Instructions for the task ->
Reproduce the line that contains "mark: the woman's left hand" and every line after it through the end of the records, exactly, with nothing added.

Extracted entries ->
------------------------------------------------------------------------

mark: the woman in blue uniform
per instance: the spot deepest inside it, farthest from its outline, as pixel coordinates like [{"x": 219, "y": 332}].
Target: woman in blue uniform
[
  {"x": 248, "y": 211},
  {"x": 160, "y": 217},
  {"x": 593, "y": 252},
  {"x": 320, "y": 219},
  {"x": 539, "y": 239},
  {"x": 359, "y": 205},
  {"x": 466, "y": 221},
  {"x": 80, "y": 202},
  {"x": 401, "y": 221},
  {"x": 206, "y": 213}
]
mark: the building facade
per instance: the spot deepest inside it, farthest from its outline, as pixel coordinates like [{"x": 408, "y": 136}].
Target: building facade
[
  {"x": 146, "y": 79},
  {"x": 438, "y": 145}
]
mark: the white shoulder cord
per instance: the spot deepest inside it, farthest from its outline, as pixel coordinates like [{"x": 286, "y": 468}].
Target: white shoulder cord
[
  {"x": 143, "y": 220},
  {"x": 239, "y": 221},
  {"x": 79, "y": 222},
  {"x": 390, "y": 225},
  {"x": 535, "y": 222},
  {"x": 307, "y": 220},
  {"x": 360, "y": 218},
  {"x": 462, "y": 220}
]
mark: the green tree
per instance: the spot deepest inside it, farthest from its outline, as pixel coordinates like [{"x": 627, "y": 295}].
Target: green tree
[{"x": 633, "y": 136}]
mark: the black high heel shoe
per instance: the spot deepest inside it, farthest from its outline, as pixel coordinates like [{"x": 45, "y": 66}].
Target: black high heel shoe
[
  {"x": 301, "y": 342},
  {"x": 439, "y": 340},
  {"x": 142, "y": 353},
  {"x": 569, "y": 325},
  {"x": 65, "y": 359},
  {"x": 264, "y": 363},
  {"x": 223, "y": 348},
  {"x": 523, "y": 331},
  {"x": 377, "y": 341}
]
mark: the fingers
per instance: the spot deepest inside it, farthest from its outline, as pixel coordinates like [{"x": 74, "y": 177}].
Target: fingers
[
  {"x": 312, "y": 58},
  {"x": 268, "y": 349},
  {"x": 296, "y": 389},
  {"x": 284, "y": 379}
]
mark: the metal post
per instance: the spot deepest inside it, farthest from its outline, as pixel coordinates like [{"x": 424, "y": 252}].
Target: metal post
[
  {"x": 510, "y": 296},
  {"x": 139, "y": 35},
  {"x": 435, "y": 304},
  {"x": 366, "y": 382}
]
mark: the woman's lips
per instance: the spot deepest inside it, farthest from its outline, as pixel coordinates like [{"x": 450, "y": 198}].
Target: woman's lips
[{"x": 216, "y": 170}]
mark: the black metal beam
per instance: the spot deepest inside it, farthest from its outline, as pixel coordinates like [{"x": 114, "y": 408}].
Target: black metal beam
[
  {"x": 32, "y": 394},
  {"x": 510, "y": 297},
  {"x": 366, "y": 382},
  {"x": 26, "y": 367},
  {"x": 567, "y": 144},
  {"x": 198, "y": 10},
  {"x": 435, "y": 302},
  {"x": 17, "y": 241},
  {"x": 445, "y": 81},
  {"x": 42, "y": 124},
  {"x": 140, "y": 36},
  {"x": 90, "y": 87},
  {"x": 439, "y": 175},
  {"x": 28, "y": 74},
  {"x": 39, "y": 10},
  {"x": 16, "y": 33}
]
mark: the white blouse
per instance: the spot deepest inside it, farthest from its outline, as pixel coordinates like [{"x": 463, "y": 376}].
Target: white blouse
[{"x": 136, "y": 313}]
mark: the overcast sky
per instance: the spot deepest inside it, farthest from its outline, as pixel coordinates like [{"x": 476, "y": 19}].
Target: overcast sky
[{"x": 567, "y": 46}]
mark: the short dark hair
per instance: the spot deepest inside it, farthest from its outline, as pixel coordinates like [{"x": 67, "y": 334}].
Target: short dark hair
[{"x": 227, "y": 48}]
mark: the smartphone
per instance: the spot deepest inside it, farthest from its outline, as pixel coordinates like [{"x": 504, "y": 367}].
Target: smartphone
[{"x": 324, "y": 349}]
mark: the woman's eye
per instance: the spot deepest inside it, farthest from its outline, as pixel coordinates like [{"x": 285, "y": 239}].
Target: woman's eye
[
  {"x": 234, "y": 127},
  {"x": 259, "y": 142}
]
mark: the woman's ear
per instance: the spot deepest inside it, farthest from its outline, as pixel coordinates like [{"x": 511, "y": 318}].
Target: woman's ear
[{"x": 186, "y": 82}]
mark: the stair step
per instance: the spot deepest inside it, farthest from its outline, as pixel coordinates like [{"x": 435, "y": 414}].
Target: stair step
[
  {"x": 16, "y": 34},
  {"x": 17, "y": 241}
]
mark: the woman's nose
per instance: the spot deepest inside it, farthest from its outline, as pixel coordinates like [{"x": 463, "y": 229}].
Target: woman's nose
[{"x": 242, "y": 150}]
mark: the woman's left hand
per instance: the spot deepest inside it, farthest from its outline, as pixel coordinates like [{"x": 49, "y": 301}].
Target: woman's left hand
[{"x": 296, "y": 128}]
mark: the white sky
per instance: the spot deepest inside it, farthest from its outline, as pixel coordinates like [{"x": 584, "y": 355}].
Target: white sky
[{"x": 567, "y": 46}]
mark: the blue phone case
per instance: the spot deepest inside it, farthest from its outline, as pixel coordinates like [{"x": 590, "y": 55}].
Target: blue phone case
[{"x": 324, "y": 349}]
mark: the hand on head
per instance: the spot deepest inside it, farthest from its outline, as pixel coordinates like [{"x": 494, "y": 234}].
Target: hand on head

------------------------------------------------------------------------

Task result ->
mark: the woman's left hand
per instance: the spot deepest inside it, farthest from its outline, as pixel coordinates like [{"x": 49, "y": 301}].
Target: woman's left hand
[{"x": 296, "y": 128}]
mark: the white sky
per instance: the spot deepest inside it, farthest from its outline, as pixel coordinates like [{"x": 584, "y": 355}].
Target: white sky
[{"x": 567, "y": 46}]
mark: the blue phone case
per instance: the spot deepest inside it, farthest from its outline, as pixel coordinates like [{"x": 590, "y": 55}].
Target: blue phone case
[{"x": 324, "y": 349}]
mark: the hand on head
per instance: the spot deepest inside it, farthest from its outline, as pixel coordinates like [{"x": 494, "y": 234}].
Target: hand on head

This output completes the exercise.